## STATED GOAL
Starting with the line containing "Your task: identify each wooden deck railing" and going on through the line containing "[21,214,146,243]", write those lines again with "handrail" in place of "railing" and nothing else changed.

## DATA SHOWN
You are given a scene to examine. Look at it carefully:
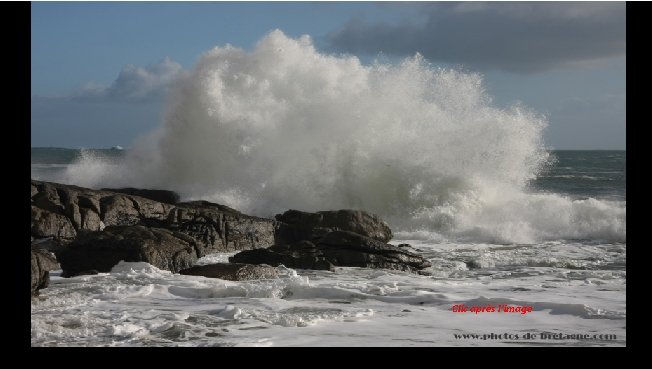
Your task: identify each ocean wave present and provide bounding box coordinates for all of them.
[51,30,625,243]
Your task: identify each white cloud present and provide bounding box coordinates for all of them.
[73,58,185,101]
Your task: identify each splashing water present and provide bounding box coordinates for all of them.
[61,30,625,243]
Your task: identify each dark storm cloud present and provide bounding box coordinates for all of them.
[328,2,626,72]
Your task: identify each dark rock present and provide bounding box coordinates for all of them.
[61,269,100,278]
[102,187,180,204]
[317,231,430,271]
[32,249,59,295]
[229,241,333,270]
[275,210,392,243]
[229,231,430,272]
[58,225,197,275]
[31,205,77,241]
[32,180,277,253]
[179,263,278,281]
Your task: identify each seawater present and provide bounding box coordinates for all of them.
[32,31,626,346]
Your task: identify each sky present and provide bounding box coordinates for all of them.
[31,2,626,150]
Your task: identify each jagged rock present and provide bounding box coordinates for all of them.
[229,241,333,270]
[229,231,430,272]
[57,225,197,276]
[317,231,431,271]
[32,249,59,295]
[179,263,278,281]
[102,187,180,204]
[31,205,77,241]
[32,180,277,257]
[275,210,392,243]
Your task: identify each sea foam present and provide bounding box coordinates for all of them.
[65,30,626,243]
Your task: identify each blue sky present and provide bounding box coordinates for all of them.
[31,2,626,149]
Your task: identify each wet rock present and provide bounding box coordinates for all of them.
[57,225,197,276]
[275,209,392,243]
[229,231,430,272]
[31,249,59,295]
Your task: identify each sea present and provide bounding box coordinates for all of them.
[31,30,627,346]
[31,148,626,346]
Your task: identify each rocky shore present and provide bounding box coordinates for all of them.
[31,180,430,294]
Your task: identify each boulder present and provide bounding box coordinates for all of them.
[32,180,278,254]
[31,249,59,295]
[229,241,333,271]
[31,205,77,242]
[229,231,430,272]
[57,225,197,276]
[102,187,180,204]
[275,209,392,243]
[179,263,278,281]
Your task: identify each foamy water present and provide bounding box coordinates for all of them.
[32,31,626,346]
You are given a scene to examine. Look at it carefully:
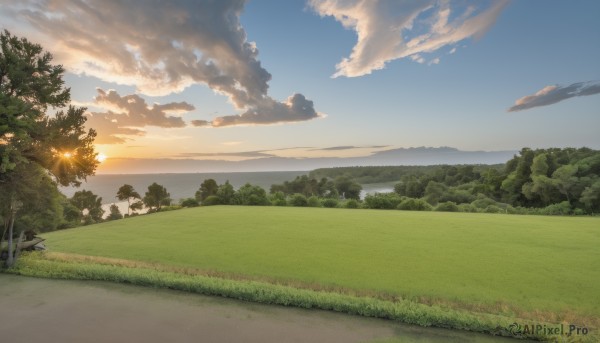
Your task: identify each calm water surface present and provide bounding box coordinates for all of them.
[0,274,518,343]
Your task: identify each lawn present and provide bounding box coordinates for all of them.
[42,206,600,326]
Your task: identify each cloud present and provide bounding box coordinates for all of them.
[0,0,318,126]
[311,145,389,151]
[86,113,146,144]
[309,0,508,77]
[508,81,600,112]
[209,94,323,127]
[178,150,275,158]
[86,88,194,144]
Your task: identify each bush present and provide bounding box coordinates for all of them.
[159,205,181,212]
[323,198,338,208]
[308,195,321,207]
[202,195,221,206]
[396,198,432,211]
[471,194,497,209]
[458,204,479,213]
[540,201,572,216]
[181,198,200,207]
[484,205,504,213]
[343,199,360,208]
[364,193,402,210]
[290,193,308,207]
[271,199,287,206]
[435,201,458,212]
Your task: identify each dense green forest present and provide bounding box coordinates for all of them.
[310,148,600,215]
[308,164,504,184]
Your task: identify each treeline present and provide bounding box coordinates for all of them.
[308,164,504,184]
[311,148,600,215]
[5,148,600,238]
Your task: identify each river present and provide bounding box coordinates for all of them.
[0,274,513,343]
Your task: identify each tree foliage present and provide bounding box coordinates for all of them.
[195,179,219,203]
[70,189,104,225]
[117,184,143,214]
[0,31,98,262]
[143,182,171,211]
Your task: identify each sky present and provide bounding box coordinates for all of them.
[0,0,600,171]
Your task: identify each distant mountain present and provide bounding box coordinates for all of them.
[97,147,517,174]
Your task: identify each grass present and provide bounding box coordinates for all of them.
[5,206,600,342]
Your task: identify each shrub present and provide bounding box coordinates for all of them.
[159,205,181,212]
[540,201,572,216]
[343,199,360,208]
[271,199,287,206]
[290,193,308,207]
[471,194,497,209]
[396,198,432,211]
[181,198,200,207]
[364,193,402,210]
[308,195,321,207]
[202,195,221,206]
[323,198,338,208]
[484,205,504,213]
[458,204,479,213]
[435,201,458,212]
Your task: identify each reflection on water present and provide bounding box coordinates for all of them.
[0,274,524,343]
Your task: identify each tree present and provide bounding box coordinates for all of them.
[579,180,600,213]
[217,180,235,205]
[0,31,98,265]
[196,179,219,202]
[70,189,104,225]
[425,181,448,205]
[335,176,362,200]
[117,184,141,215]
[552,164,579,203]
[233,183,269,206]
[106,204,123,220]
[143,182,171,211]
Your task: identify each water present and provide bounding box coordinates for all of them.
[0,274,512,343]
[61,171,307,204]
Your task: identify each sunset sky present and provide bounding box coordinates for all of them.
[0,0,600,172]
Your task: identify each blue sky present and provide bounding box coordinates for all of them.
[0,0,600,171]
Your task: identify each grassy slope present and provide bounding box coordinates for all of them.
[44,207,600,319]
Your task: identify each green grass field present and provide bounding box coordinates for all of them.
[43,206,600,323]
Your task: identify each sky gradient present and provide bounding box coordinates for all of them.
[0,0,600,172]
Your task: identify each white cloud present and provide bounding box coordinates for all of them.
[309,0,508,77]
[0,0,316,124]
[86,88,194,144]
[508,81,600,112]
[192,94,323,127]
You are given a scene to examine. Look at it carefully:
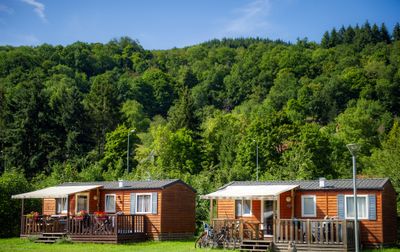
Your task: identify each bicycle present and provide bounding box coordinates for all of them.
[194,222,214,248]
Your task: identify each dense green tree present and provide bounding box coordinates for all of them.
[366,120,400,207]
[84,72,119,157]
[392,23,400,41]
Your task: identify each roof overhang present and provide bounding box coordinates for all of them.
[11,185,102,199]
[200,185,299,200]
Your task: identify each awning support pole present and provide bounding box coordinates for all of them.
[210,199,214,222]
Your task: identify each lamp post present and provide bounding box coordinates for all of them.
[253,140,258,181]
[126,130,135,173]
[346,143,360,252]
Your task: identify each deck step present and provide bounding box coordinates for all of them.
[240,240,271,252]
[35,233,66,243]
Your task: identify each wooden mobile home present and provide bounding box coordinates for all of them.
[13,180,196,243]
[202,178,397,251]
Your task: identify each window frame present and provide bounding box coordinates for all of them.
[75,192,90,213]
[56,196,68,214]
[135,193,153,214]
[235,199,253,217]
[344,194,369,220]
[104,193,117,213]
[301,194,317,217]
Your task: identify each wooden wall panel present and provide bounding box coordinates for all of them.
[279,191,293,219]
[217,200,261,222]
[161,183,196,233]
[216,200,235,219]
[42,199,56,215]
[382,182,397,244]
[295,190,383,243]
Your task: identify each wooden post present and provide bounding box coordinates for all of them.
[96,187,100,211]
[210,199,214,222]
[20,198,24,234]
[342,220,347,248]
[291,189,295,219]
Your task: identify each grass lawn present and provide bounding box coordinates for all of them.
[0,238,212,252]
[0,238,400,252]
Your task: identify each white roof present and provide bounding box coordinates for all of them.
[11,185,101,199]
[201,185,298,199]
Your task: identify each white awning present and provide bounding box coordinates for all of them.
[11,185,102,199]
[201,185,298,200]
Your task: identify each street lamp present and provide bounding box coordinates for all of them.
[253,140,258,181]
[126,130,135,173]
[346,143,360,252]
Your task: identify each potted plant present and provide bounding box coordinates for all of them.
[75,210,88,220]
[94,211,107,220]
[26,211,39,221]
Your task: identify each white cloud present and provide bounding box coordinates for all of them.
[0,4,14,15]
[18,34,40,45]
[224,0,271,35]
[22,0,47,22]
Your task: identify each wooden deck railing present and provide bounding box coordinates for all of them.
[21,214,145,236]
[211,219,354,248]
[21,215,67,235]
[274,219,354,246]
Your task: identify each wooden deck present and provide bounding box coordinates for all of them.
[212,219,354,252]
[21,214,146,243]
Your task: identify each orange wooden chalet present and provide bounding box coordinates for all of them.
[12,179,196,243]
[202,178,397,251]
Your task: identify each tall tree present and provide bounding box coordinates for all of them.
[84,72,120,157]
[392,23,400,41]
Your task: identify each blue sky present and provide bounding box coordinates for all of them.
[0,0,400,49]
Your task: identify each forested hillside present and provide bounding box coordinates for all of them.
[0,22,400,236]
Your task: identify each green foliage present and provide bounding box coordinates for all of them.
[366,120,400,208]
[0,169,38,237]
[0,22,400,235]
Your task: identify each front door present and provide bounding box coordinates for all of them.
[263,200,274,236]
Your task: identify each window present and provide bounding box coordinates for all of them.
[345,195,368,219]
[136,193,152,213]
[235,200,251,216]
[76,194,89,212]
[56,197,68,214]
[104,194,115,213]
[301,195,317,217]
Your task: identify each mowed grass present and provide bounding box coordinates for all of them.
[0,238,209,252]
[0,238,400,252]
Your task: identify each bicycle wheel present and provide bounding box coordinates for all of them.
[194,232,208,248]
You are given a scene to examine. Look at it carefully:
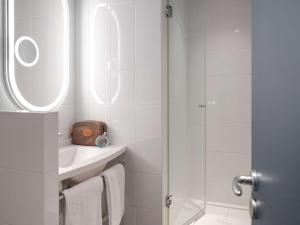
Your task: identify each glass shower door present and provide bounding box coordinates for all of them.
[168,0,206,225]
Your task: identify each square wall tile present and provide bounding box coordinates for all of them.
[136,208,162,225]
[134,172,162,209]
[135,105,162,139]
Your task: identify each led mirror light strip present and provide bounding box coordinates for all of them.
[15,36,40,67]
[6,0,70,112]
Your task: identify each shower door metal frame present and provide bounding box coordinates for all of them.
[162,0,207,225]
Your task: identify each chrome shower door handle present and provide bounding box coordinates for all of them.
[232,170,257,197]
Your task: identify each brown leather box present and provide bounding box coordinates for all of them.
[71,120,107,146]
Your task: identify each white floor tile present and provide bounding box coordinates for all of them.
[192,206,251,225]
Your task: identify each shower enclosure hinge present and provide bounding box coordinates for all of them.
[165,5,173,18]
[166,195,173,208]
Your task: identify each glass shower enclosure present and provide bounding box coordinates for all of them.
[167,0,206,225]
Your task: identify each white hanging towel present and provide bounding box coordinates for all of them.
[63,176,103,225]
[102,164,125,225]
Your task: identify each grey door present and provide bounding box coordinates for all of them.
[252,0,300,225]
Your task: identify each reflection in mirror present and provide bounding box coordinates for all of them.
[5,0,69,111]
[15,36,40,67]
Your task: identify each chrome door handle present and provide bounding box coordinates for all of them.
[232,170,257,197]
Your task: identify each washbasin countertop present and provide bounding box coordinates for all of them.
[59,145,127,180]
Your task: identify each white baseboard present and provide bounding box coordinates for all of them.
[206,201,249,211]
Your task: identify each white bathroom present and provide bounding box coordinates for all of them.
[0,0,300,225]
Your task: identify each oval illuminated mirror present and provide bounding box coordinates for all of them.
[5,0,69,111]
[15,36,40,67]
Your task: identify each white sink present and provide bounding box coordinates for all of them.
[59,145,126,182]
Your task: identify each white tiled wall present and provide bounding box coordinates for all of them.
[206,0,251,205]
[77,0,162,225]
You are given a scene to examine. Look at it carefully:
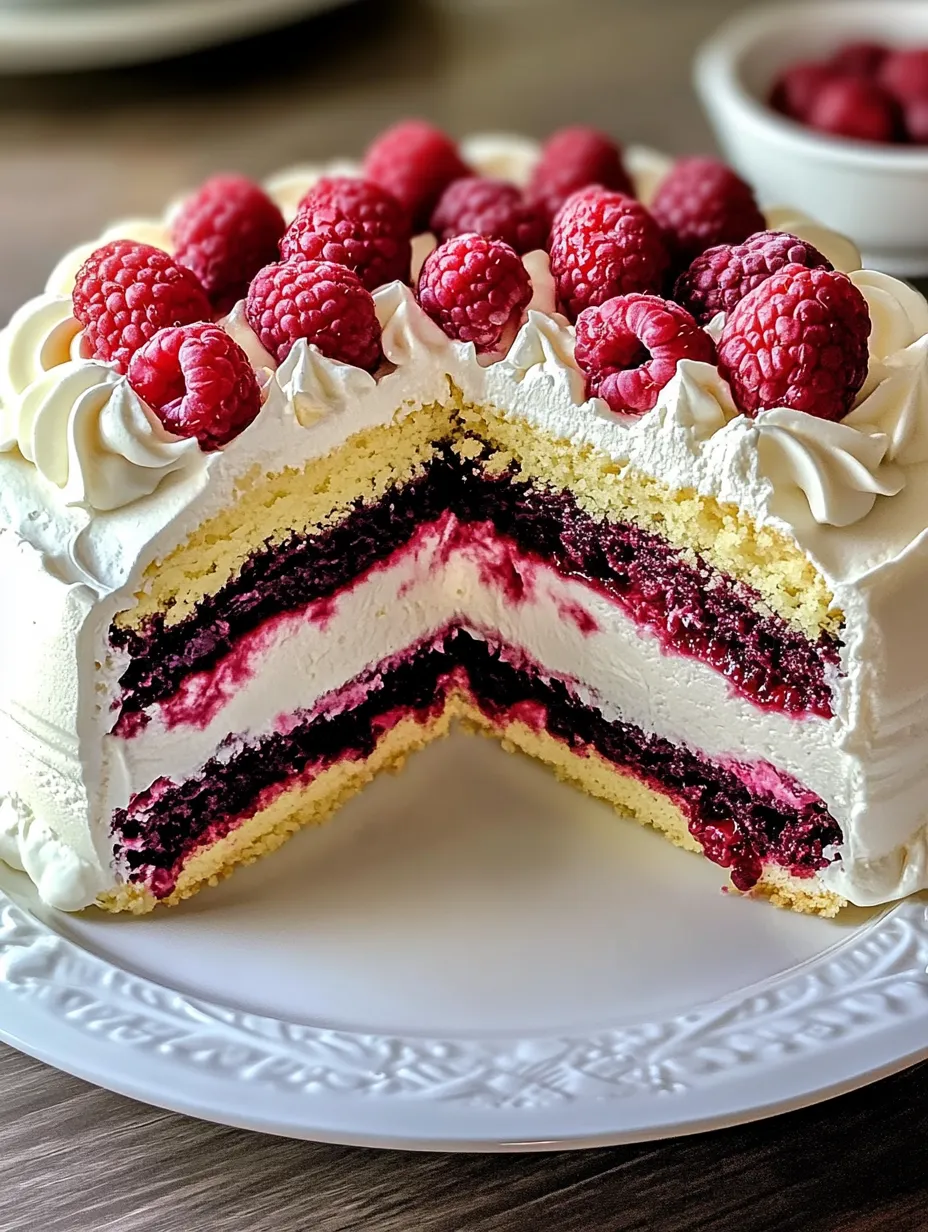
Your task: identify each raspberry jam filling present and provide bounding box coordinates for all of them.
[112,630,840,897]
[111,456,840,732]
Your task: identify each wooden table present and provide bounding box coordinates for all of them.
[0,0,928,1232]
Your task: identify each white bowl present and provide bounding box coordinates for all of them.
[695,0,928,277]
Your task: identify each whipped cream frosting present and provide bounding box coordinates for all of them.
[0,137,928,903]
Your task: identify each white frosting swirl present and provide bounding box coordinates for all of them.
[46,218,174,297]
[850,270,928,366]
[523,248,557,317]
[657,360,738,441]
[16,360,203,511]
[0,792,107,912]
[755,407,906,526]
[275,338,377,428]
[844,336,928,466]
[0,294,81,451]
[461,133,539,188]
[373,282,450,367]
[507,309,586,407]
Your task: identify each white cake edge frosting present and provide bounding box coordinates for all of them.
[0,137,928,906]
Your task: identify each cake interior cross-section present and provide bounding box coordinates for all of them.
[0,121,928,915]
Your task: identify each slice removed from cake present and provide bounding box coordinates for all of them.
[0,123,928,915]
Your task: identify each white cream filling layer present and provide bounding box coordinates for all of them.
[107,524,849,816]
[0,138,928,906]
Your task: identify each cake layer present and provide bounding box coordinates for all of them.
[111,450,839,733]
[462,401,844,642]
[107,534,852,817]
[113,630,840,897]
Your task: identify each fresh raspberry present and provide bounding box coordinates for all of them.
[651,158,767,266]
[718,265,870,419]
[902,97,928,145]
[806,76,900,142]
[828,42,890,78]
[576,294,715,415]
[364,120,471,230]
[171,175,285,314]
[128,322,261,450]
[280,176,412,291]
[415,233,531,351]
[526,126,635,223]
[551,187,668,320]
[429,175,548,253]
[673,232,833,325]
[71,239,213,372]
[877,47,928,105]
[245,256,381,372]
[770,60,838,123]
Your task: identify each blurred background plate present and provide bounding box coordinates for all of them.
[0,0,346,73]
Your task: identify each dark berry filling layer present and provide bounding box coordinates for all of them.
[113,630,840,897]
[111,455,840,719]
[458,460,840,718]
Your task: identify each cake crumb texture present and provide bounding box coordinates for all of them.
[97,692,847,918]
[97,707,454,915]
[461,407,844,642]
[116,403,450,628]
[116,394,844,642]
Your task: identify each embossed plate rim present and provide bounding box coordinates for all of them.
[0,891,928,1151]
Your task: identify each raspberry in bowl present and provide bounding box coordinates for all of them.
[695,0,928,277]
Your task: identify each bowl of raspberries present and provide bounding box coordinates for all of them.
[695,0,928,277]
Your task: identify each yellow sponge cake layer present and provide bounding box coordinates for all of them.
[116,403,451,628]
[462,407,844,642]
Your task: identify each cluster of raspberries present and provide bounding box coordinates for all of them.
[73,121,869,450]
[769,42,928,145]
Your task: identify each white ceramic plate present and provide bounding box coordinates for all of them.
[0,0,346,73]
[0,736,928,1151]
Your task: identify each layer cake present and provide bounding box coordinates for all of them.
[0,126,928,915]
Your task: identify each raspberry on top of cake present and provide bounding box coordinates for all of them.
[0,121,928,915]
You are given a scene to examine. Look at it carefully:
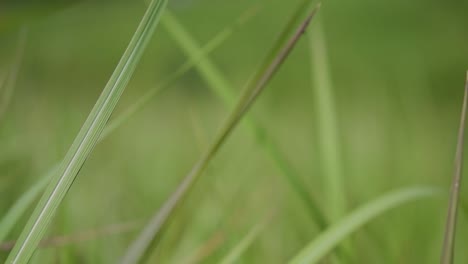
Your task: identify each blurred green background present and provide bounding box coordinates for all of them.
[0,0,468,263]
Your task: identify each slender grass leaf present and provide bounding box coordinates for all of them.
[308,19,346,222]
[0,28,28,121]
[289,187,439,264]
[7,0,167,263]
[122,7,318,263]
[0,221,141,251]
[0,166,58,242]
[440,72,468,264]
[161,1,326,229]
[0,11,248,248]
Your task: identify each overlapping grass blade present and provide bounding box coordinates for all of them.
[289,187,439,264]
[161,0,326,229]
[0,28,28,120]
[7,0,167,263]
[122,7,318,263]
[440,72,468,264]
[308,19,346,222]
[0,10,246,245]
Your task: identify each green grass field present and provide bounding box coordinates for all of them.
[0,0,468,264]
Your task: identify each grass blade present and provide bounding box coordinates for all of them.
[161,1,326,229]
[0,11,246,241]
[7,0,167,263]
[440,72,468,264]
[122,4,318,263]
[309,17,346,222]
[0,28,28,120]
[289,187,439,264]
[0,221,141,251]
[0,168,58,242]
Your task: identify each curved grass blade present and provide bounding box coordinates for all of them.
[289,187,439,264]
[0,221,141,251]
[161,0,326,229]
[0,166,58,242]
[440,72,468,264]
[0,28,28,121]
[121,7,318,264]
[0,11,246,248]
[7,0,167,263]
[309,19,346,222]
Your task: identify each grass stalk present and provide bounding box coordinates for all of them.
[7,0,167,263]
[440,72,468,264]
[161,1,326,229]
[289,187,440,264]
[308,19,346,222]
[121,7,318,263]
[0,9,247,244]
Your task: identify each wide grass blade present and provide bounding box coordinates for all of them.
[289,187,439,264]
[122,7,318,263]
[0,11,248,248]
[7,0,167,263]
[0,28,28,121]
[308,19,346,222]
[0,167,58,242]
[161,0,326,229]
[440,72,468,264]
[0,221,141,251]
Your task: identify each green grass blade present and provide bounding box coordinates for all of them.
[0,13,245,246]
[0,28,28,120]
[7,0,167,263]
[309,17,346,222]
[122,6,317,263]
[219,221,267,264]
[440,72,468,264]
[289,187,439,264]
[161,1,326,229]
[0,166,58,242]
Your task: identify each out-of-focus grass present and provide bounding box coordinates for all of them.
[0,0,468,263]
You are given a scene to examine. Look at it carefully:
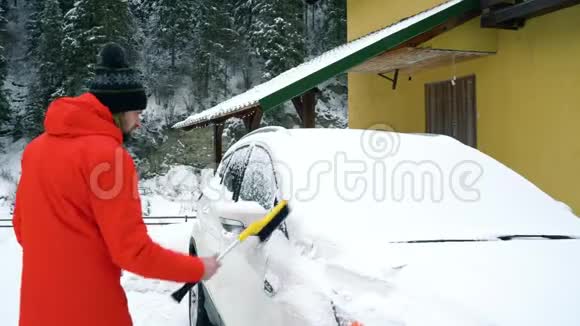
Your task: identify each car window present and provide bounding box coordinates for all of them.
[223,146,250,201]
[240,146,277,209]
[217,154,233,182]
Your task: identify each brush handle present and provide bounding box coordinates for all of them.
[171,282,197,303]
[171,239,240,303]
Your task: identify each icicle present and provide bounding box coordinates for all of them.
[451,52,457,87]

## THE COMPLETED TASK
Your task: identify each wooden deck handrail present and provide bounding box coordinates for all of them.
[21,214,145,236]
[211,219,354,248]
[21,215,67,235]
[274,219,354,246]
Your task: identify each wooden deck present and provide bounding box coordinates for all of them.
[212,219,354,252]
[21,214,146,243]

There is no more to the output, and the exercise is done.